# WHAT YOU HAVE TO DO
Reproduce every line of the material below verbatim, keeping each character unchanged.

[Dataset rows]

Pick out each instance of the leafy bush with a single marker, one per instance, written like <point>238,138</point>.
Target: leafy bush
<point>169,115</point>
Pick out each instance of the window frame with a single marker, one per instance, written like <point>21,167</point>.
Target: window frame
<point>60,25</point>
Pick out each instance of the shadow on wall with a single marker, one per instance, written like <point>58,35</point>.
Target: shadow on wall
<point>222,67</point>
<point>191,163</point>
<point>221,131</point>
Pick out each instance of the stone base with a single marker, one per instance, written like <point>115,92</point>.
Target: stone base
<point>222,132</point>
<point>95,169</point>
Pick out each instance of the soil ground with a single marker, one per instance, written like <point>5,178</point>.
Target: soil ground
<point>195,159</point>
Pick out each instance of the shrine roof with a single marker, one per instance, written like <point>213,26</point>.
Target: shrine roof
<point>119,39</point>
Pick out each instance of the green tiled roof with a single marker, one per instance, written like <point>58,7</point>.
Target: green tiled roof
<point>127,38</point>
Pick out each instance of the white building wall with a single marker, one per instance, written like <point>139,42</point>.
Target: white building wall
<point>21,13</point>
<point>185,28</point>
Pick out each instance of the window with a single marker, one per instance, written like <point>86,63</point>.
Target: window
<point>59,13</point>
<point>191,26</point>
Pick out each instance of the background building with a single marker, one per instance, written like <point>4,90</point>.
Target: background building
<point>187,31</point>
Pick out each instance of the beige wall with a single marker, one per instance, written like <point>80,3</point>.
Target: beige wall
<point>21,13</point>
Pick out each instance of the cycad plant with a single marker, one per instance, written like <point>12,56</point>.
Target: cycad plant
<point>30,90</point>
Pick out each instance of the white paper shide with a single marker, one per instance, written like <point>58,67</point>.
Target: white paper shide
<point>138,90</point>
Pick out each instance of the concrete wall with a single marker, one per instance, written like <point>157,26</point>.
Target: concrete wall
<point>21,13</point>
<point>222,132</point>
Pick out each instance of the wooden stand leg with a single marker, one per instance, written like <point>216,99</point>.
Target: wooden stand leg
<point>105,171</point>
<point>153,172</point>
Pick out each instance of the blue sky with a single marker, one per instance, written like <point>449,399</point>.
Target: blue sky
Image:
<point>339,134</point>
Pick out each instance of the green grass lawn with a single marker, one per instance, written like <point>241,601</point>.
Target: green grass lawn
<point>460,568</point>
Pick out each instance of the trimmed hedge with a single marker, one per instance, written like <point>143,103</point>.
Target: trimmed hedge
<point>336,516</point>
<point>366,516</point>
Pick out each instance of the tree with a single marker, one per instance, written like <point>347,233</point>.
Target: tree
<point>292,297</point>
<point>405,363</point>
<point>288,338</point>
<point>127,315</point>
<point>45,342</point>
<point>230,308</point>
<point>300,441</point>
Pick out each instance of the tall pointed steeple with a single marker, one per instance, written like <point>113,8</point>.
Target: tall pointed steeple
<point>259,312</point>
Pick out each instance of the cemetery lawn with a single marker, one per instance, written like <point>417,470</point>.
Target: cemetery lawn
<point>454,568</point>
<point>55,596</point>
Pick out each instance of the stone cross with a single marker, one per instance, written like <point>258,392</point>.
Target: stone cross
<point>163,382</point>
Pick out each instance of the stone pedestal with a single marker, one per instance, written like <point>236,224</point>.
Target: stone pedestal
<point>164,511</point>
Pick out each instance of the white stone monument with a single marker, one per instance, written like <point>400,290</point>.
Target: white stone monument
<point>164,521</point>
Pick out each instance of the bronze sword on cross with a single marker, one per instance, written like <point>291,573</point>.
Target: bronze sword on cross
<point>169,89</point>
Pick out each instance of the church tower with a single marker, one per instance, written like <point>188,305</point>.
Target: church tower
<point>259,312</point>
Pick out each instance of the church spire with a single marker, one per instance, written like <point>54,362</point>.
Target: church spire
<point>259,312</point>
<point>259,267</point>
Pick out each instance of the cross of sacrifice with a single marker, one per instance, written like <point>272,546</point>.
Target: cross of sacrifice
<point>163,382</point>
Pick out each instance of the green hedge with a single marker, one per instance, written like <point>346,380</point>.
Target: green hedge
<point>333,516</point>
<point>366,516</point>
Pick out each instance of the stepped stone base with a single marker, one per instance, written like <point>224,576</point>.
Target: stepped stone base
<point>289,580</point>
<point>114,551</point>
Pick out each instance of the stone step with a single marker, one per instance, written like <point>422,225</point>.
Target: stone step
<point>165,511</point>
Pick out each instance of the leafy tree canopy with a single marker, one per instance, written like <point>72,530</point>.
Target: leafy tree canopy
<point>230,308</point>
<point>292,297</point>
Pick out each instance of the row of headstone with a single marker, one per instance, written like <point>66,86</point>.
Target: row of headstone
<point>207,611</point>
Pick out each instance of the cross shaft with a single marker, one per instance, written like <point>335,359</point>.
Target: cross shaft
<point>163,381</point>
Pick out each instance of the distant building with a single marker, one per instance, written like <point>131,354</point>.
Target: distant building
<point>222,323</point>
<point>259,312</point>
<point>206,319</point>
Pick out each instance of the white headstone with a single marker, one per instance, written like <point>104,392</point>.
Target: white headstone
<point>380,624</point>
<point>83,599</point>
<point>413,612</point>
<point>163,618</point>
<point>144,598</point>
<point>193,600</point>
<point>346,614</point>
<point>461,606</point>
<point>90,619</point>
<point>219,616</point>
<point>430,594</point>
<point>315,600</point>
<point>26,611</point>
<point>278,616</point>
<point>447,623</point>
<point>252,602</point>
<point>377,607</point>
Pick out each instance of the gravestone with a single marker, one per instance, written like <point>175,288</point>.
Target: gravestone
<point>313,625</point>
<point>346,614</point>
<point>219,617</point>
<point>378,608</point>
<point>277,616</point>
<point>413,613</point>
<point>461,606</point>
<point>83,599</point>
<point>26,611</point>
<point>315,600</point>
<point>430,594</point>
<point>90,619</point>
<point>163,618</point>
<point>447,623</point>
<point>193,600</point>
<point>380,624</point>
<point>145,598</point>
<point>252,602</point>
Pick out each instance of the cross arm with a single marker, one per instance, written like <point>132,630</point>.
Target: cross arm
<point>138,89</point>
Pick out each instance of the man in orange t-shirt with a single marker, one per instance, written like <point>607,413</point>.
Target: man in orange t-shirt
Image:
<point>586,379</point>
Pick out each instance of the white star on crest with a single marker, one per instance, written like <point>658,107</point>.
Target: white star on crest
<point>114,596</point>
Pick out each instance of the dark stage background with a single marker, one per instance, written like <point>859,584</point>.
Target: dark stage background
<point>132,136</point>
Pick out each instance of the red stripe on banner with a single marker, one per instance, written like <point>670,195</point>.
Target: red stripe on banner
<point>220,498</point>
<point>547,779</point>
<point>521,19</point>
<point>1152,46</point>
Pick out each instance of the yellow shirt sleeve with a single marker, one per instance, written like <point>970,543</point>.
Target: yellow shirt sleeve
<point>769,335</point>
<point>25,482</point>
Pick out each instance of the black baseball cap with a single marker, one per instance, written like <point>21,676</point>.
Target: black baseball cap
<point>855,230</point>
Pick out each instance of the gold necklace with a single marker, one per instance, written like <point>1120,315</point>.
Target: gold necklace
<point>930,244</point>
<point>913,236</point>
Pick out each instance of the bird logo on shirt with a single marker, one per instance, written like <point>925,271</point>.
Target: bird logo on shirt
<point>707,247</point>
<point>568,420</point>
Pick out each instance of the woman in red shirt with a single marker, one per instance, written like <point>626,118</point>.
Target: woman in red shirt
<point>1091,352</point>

# REPLY TO THE TASK
Pick out each instance of the leafy bush with a single marker, one per instance, written like <point>238,138</point>.
Target: leafy bush
<point>169,115</point>
Pick out each instance of the window frame with a single marker, one per instance, written like <point>21,167</point>.
Target: window frame
<point>60,25</point>
Pick out each instance of the shadow on wall with a single marker, one per instance, written like <point>58,35</point>.
Target: shadow on wall
<point>222,67</point>
<point>191,163</point>
<point>221,131</point>
Pick out each instance of the stone base with a single marker, one per instance, written like <point>115,92</point>.
Target: stone base
<point>222,132</point>
<point>95,169</point>
Pick out each instance of the soil ground with a single marker, one per instance, written like <point>5,178</point>.
Target: soil ground
<point>195,159</point>
Pick out each instance of the shrine roof with a single marker, one per instance, written like <point>213,26</point>.
Target: shrine roof
<point>119,39</point>
Pick out each instance of the green tiled roof with a single marker, one per instance, written like <point>58,7</point>.
Target: green tiled roof
<point>127,38</point>
Pick out each instance of the white building wall with a single marker, one per instance, written like <point>139,42</point>.
Target: white building wall
<point>21,13</point>
<point>185,28</point>
Pick out each instance of the window with a single marker, one per instance, written like <point>86,63</point>.
Target: window
<point>59,13</point>
<point>191,26</point>
Pick out each instance of the background building with a single marker, one per instance, written like <point>4,90</point>.
Target: background building
<point>187,31</point>
Pick out each instance of the beige wall with a single marker, one per instance, written like <point>80,3</point>.
Target: beige wall
<point>21,13</point>
Pick out each instance of the cycad plant with a single marker, one per instance, written like <point>12,56</point>.
Target: cycad plant
<point>30,90</point>
Pick out each instance of the white paper shide with a single marker, one per instance, written like <point>58,67</point>.
Target: white paper shide
<point>138,90</point>
Pick out each instance of the concrete wall with a single marker, one per instance, written like <point>157,26</point>.
Target: concrete wall
<point>21,13</point>
<point>222,132</point>
Pick out each instance of the wooden stand leg with a single marker, one per instance, written like <point>216,99</point>.
Target: wooden stand leg
<point>105,171</point>
<point>153,172</point>
Pick out each instance of the blue sky with a single marker, one per instance, written like <point>449,399</point>.
Target: blue sky
Image:
<point>339,134</point>
Pick out each instance of the green grass lawn with a single marker, one per instance, written like <point>241,601</point>.
Target: green grass lawn
<point>460,568</point>
Pick out each instance of the trimmed hedge with a single marker, one per instance, written like <point>143,103</point>.
Target: trimmed hedge
<point>336,516</point>
<point>366,516</point>
Pick out each instance of the tree with a single marker, one per instance, written like <point>347,233</point>.
Target: tree
<point>292,297</point>
<point>405,363</point>
<point>288,338</point>
<point>127,315</point>
<point>45,342</point>
<point>230,308</point>
<point>300,441</point>
Pick out each instance of the tall pointed steeple with a single marker, one per instance, written like <point>113,8</point>.
Target: tall pointed steeple
<point>259,312</point>
Pick out each instance of the cemetery lawn with a single marker, one per instance, written like <point>417,470</point>.
Target: cemetery lawn
<point>454,568</point>
<point>55,596</point>
Pick out each instance of the stone cross with a single marker, one per instance, written like <point>258,392</point>.
Target: stone cross
<point>163,382</point>
Pick out each instance of the stone pedestal with a single marker, one per instance, written like <point>236,224</point>.
Target: stone pedestal
<point>164,511</point>
Pick out each instance of the white stone monument with a single marker, one per instance, written like <point>400,290</point>.
Target: white stone monument
<point>164,521</point>
Pick out each instance of the bronze sword on cross with a single marker, one per instance, written like <point>291,573</point>.
Target: bronze sword on cross
<point>169,89</point>
Pick out each instance of the church tower with a single marker, one per instance, written like <point>188,305</point>.
Target: church tower
<point>259,312</point>
Pick out each instance of the church spire with a single marker, one per instance, written like <point>54,362</point>.
Target: church spire
<point>259,312</point>
<point>259,267</point>
Pick out each instance of the cross of sacrifice with a single marker, one per instance, written like <point>272,546</point>.
Target: cross of sacrifice
<point>163,382</point>
Pick out each instance of the green hedge with a single marker, one per instance, written like <point>346,380</point>.
Target: green hedge
<point>333,516</point>
<point>366,516</point>
Pick out each instance of the stepped stone base with a single marker, one per instance, written like <point>224,576</point>.
Target: stepped stone base
<point>289,580</point>
<point>114,551</point>
Pick out each instance of the stone step with a single marker, one per instance, written like <point>422,225</point>.
Target: stone step
<point>165,511</point>
Pick out each instance of the leafy tree canopy with a single marker, one per instance, written like <point>72,530</point>.
Target: leafy tree canopy
<point>230,308</point>
<point>292,297</point>
Pick out each instance of the row of headstone with a single marker, one per instance, written like <point>66,86</point>.
Target: row of headstone
<point>207,611</point>
Pick out each instance of the cross shaft with a single marker, one per instance, written like <point>335,359</point>.
Target: cross shaft
<point>163,381</point>
Pick out each instance of the distant building with a single marker, one per instance, written like <point>131,354</point>.
Target: distant building
<point>222,323</point>
<point>259,312</point>
<point>206,319</point>
Pick out each instance of the white headstone with a single marker, one per instance, written like <point>104,392</point>.
Target: white headstone
<point>380,624</point>
<point>83,599</point>
<point>413,612</point>
<point>163,618</point>
<point>144,598</point>
<point>193,600</point>
<point>346,614</point>
<point>461,606</point>
<point>90,619</point>
<point>219,616</point>
<point>430,594</point>
<point>315,600</point>
<point>26,611</point>
<point>278,616</point>
<point>447,623</point>
<point>252,602</point>
<point>377,607</point>
Pick out each instance of the gravestone with a single marker, one per instance, written like <point>175,288</point>.
Target: gravestone
<point>313,625</point>
<point>346,614</point>
<point>219,617</point>
<point>378,608</point>
<point>277,616</point>
<point>413,613</point>
<point>461,606</point>
<point>83,599</point>
<point>26,611</point>
<point>315,600</point>
<point>430,594</point>
<point>90,619</point>
<point>163,618</point>
<point>447,623</point>
<point>193,600</point>
<point>380,624</point>
<point>145,598</point>
<point>252,602</point>
Pick out each instance of the cross arm with a single marker, one per instance, written like <point>132,630</point>.
Target: cross arm
<point>138,89</point>
Pick out each instance of the man in orange t-shirt with a single marker, one per instance, written like <point>607,413</point>.
Target: man in orange t-shirt
Image:
<point>586,379</point>
Pick out each instance of the white star on crest with a single marker, one per instance, written like <point>658,107</point>.
Target: white star on crest
<point>114,596</point>
Pick out each instance of the dark stage background with a single marker, one per instance, written like <point>859,584</point>.
Target: dark stage background
<point>132,136</point>
Pick out each instance of the red stripe on banner with a single marker, one per instance, written like <point>670,195</point>.
Target: red stripe on banner
<point>220,498</point>
<point>547,779</point>
<point>521,19</point>
<point>1152,46</point>
Pick out each instance of the yellow shirt sleeve with a single marker, one per instance, written like <point>970,543</point>.
Target: yellow shirt sleeve
<point>769,335</point>
<point>25,482</point>
Pick out each instance of the black baseball cap with a single marker, one per instance, written like <point>21,676</point>.
Target: black baseball cap
<point>855,230</point>
Pick out each instance of the gold necklace with a single marker, one per instance, written like <point>1120,315</point>.
Target: gold necklace
<point>930,244</point>
<point>913,236</point>
Pick out each instance of the bird logo on shirt with a single marker, one per instance, written like <point>925,271</point>.
Target: bird logo on shirt
<point>707,247</point>
<point>568,420</point>
Pick out each instance of the woman in red shirt with a single marker, one per instance, written like <point>626,118</point>.
Target: woman in red shirt
<point>1091,352</point>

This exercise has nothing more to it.